(GEKOZEN FRAGMENT):

------------

Regelmatig zien nieuwe, innovatieve materialen voor gevels het levenslicht. Maar worden die ook vaak gebruikt in nieuwe projecten? Architecten, bouwheren en aannemers hebben elk hun eigen invloed op de keuze. Bovendien zijn niet alle architecten voldoende op de hoogte van de mogelijkheden. Dat is gebleken uit het panelgesprek rond gevels dat Architectura.be organiseerde.
In heel wat grotere project begint alles bij het lastenboek. Maar hoe moeilijk is het om innovatieve materialen in dat lastenboek te laten opnemen? Roeland Mondelaers (Kingspan Insulation): “Dat hangt van het type project af. In bijvoorbeeld een project met sociale woningen wordt het moeilijk om innovatief materiaal voor te schrijven, maar in prestigieuze projecten staat men daar wat meer voor open. Het Herman Teirlinckgebouw in Brussel is daar een prima voorbeeld van.” Dirk Driesmans (Q-BUS Architectenbureau) vult aan: “Overheden hebben een voorbeeldfunctie op het vlak van energieprestaties en duurzaamheid, waardoor nieuwe materialen die op dat vlak goed scoren, meer kansen krijgen.”

------------

(GECITEERDE RECORDS):
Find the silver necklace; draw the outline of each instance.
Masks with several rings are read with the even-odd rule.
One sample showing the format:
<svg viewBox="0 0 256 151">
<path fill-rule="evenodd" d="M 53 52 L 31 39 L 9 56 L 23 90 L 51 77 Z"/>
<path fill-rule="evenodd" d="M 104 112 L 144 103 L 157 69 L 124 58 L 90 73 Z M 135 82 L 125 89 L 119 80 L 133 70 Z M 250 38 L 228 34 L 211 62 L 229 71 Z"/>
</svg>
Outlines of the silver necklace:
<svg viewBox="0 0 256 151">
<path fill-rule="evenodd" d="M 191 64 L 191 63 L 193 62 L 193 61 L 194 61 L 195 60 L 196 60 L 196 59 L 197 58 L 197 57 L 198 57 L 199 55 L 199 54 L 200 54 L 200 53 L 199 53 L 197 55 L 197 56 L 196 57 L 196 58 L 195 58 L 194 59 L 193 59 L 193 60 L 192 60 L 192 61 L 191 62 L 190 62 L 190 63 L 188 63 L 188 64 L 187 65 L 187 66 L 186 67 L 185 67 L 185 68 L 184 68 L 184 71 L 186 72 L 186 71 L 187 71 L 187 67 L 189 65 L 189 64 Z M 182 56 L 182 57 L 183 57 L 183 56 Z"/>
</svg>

------------

(TE DOEN):
A: Beantwoord deze vragen over de tekst over gevelmaterialen:
(i) Wie organiseerde het panelgesprek rond gevels?
(ii) Welk gebouw in Brussel noemt Roeland Mondelaers als voorbeeld?
(iii) Bij welk architectenbureau hoort Dirk Driesmans?
B: Haal alstublieft elke regel uit de records die de string "necklace" bevat. Hoofdletters en kleine letters tellen mee.
De tekst over gevelmaterialen en de records hebben een verschillende herkomst.

(JUISTE ANTWOORDEN):
A:
(i) Architectura.be
(ii) Het Herman Teirlinckgebouw
(iii) Q-BUS Architectenbureau

B:
Find the silver necklace; draw the outline of each instance.
Outlines of the silver necklace:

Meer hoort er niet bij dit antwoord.